Though at times the author feigns charitable curiosity about some of her argumentative targets, the attitude never lasts. A sentence about gender-critical feminists that starts with “To be fair” ends up, a mere clause or two later, talking about their supposed affinities with “fascist politics”. There isn’t a single objection lodged against opponents that does not come freighted with the implication of moral taint and/or stupidity. Of course, painting one’s intellectual enemies as cartoon characters is a known tactic of modern transactivism; still, it is shocking to see it done so crudely by someone who retains a high reputation in many quarters.
It is also striking how hackneyed some of the thought is. Butler’s writing in her heyday at least displayed a bit of panache and originality, assuming you could parse it successfully. In contrast, here she comes over as in thrall to established activist tropes, and with all the depth of a TikTok video in places. She even cites Pink News as a source of data….
The chapter on British so-called TERFs is a compendium of smears culled from online teenagers about their gender-critical mums: they are not real feminists; they are effectively racists focusing on a white ideal of womanhood, on the side of “colonialism and empire”; they spread “baseless fears” about vulnerable transwomen; and so on.
Her evidence is carefully cherry-picked and often from partisan sources. There is no real attempt to take seriously the mounting evidence from hospitals and whistle-blowers of medical malpractice against children and teens in the name of “affirmation”; the rising numbers of assaults against women and girls as a result of self-ID; the demoralisation of displaced women athletes; or the physical and psychological pain of detransitioners. (On the latter, she claims that “the regret rates for people of all ages is very small”, based on a single 2021 study that has been heavily criticised since.) Also familiar from arguments with anime avatars on Twitter, we find fatuous whatabouttery: you say you are interested in stopping violence against female prisoners, but why don’t you care about male prison guards raping them? (Er… we do?) As usual, the message seems to be that these things aren’t really happening; and even if they were, they wouldn’t really matter….

REQUIRED ACTIONS =>
1. According to the review, why is Butler's claim that regret rates are very small poorly supported?
2. Which publication does the review say Butler cites as a source of data?
3. List every kind of evidence or harm that the review says Butler makes no real attempt to take seriously.

SUPPLIED DATA =>

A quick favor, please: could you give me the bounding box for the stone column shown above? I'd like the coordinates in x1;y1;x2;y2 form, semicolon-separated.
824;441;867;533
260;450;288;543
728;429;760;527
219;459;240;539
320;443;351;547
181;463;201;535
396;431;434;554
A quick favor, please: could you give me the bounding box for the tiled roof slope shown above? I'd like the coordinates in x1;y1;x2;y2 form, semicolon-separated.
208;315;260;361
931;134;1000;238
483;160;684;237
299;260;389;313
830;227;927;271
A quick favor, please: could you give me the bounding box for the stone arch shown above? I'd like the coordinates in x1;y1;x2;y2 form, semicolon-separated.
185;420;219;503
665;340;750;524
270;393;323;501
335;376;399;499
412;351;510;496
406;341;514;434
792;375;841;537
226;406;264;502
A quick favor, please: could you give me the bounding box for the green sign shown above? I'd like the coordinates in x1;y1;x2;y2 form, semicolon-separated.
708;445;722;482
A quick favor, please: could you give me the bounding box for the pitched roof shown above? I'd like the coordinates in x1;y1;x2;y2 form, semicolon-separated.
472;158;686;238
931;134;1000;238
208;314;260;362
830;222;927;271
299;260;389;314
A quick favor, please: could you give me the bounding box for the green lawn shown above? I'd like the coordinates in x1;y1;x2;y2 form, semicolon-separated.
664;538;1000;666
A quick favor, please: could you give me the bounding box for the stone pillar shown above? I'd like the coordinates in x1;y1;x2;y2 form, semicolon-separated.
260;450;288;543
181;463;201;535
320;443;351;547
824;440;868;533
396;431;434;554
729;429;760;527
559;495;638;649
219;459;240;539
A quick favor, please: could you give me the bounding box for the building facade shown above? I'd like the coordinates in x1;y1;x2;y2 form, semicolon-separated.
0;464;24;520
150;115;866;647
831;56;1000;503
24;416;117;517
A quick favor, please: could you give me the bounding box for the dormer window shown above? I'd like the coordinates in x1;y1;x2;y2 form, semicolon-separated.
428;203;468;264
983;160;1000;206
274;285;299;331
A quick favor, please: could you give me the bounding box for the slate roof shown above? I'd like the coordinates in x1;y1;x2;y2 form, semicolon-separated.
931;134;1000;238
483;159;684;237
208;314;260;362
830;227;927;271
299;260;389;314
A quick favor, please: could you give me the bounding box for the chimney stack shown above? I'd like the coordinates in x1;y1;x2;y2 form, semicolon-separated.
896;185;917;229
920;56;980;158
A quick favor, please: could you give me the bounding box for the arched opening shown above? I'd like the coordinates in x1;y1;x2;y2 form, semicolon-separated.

LIST OF SOLUTIONS =>
1. She bases it on a single 2021 study, and that study has been heavily criticized since.

2. Pink News.

3.
- Mounting evidence from hospitals and whistle-blowers of medical malpractice against children and teens in the name of "affirmation"
- Rising numbers of assaults against women and girls as a result of self-ID
- The demoralization of displaced women athletes
- The physical and psychological pain of detransitioners